文書の抜粋:
⓪本記事の3行要約
- シミュレーションから送りバントの効果を検証したい。
- 2021年度ロッテの9番打者が送りバントを行うものとしてシミュレーションを行った。
- 送りバントによって平均得点は減少したが、勝率は少し改善した。
➀送りバントについて
-(1)送りバントとは
送りバントとは、野球において実行される攻撃側の作戦の一つです。ここでは、打者があえてアウトになる様な打球を放つことによって、塁上の全走者を1塁分だけ進塁させようと試みます。そして、野手に全ての走者を1塁分進塁できるため成功といえます。
-(2)送りバントの論点
このとき、打者のアウトは得点から遠ざかる負の要因ですが、走者の進塁は得点に一歩近づく正の要因です。そのため、送りバントが9イニングにおける得点にどのような影響を与えるかを単純に論じることはできません。また、送りバントにはバント失敗・エラー・フィールダースチョイスといったミスも伴うため、送りバントがイニング内の得点に与える影響はバント成功率や守備率に依存します。
-(3)本記事の方向性
なお、本記事では分析方法にモンテカルロシミュレーションを利用するため、計算量の問題からバントミスや守備のミスを無視した形で分析を行います。具体的には、送りバントを行うチームと行わないチームによる試合をモンテカルロシミュレーションで再現することによって、送りバントの9イニングにおける効果を得点・勝利の観点から検証していきます。
➁モンテカルロシミュレーション方法
-(1)シミュレーションによる得点算出法
本記事では、乱数によって打席結果を決定させるモンテカルロシミュレーションを用いて分析を行います。この算出法の大枠については過去の記事にて解説したためここでは触れませんが、次の仮定のもとで野球を疑似的にシミュレーションしている点に留意する必要があります。
-(2)シミュレーションの改善点
大まかには野球を野球盤のように捉えたモデルであり、現実の競技とは大きくかけ離れた内容となっている点に注意が必要です。なお、ここでは2塁走者が単打で生還する確率を60%と仮定することにより、『野球のOR』や野球盤の再現において生じた2塁走者の扱いによるバイアスを解消しようと試みています。
-(3)送りバントの再現
また、ここでは送りバントを打者がアウトとなる一方で全走者が1塁分だけ進塁するプレーであると定義し、バントミスや守備のミス(エラーやフィルダースチョイス)を無視します。すると、特定の送りバント状況において打席のシミュレーションは行わずに、打者のアウトと全走者の1塁分進塁処理を行うことによって送りバントのプレーを表現できます。

演習のねらい: 上の送りバントに関する記事のうち、「- 2021年度ロッテの9番」で始まり「塁できるため成功といえます。」で終わる部分を、一字一句違えずに書き出してもらえますか。

収集データ:
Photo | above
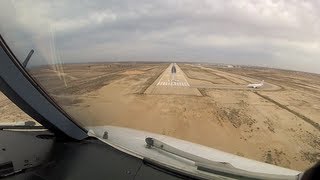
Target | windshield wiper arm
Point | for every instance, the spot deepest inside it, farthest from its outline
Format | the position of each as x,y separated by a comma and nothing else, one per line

本問の解答:
- 2021年度ロッテの9番打者が送りバントを行うものとしてシミュレーションを行った。
- 送りバントによって平均得点は減少したが、勝率は少し改善した。
➀送りバントについて
-(1)送りバントとは
送りバントとは、野球において実行される攻撃側の作戦の一つです。ここでは、打者があえてアウトになる様な打球を放つことによって、塁上の全走者を1塁分だけ進塁させようと試みます。そして、野手に全ての走者を1塁分進塁できるため成功といえます。